Goal of the exercise —
Starting at the line that contains "Annotation task — point out every instance of the white" and ending at the end of the data, output those lines with "white cloud" changed to "gray cloud" and nothing else altered.

— Start —

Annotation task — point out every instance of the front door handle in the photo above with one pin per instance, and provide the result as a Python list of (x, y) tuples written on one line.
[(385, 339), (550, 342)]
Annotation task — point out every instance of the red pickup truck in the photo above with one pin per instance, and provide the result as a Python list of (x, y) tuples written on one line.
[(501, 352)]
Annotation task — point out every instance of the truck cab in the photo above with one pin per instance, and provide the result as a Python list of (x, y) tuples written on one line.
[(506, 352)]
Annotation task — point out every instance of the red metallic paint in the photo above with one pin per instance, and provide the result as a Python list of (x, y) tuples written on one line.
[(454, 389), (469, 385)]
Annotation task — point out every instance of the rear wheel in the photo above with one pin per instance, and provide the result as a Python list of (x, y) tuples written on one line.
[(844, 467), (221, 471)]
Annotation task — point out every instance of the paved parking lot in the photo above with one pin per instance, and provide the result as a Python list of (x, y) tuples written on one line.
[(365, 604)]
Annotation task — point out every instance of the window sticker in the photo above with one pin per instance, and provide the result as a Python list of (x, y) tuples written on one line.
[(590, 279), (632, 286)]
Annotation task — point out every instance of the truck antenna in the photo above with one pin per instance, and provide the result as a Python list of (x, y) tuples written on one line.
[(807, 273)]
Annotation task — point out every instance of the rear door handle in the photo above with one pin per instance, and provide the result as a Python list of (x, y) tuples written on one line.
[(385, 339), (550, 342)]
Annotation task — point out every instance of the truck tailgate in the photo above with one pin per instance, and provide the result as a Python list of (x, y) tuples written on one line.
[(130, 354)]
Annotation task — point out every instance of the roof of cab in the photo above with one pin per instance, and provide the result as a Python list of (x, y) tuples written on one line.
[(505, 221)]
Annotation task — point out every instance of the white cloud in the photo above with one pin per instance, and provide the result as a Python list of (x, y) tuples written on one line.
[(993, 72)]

— End —

Result of the exercise —
Annotation task — point out every instance of the gray cloud in the photo above with one pin per instance, and provide the result as a Python list of (x, y) tuples written on one line.
[(993, 72)]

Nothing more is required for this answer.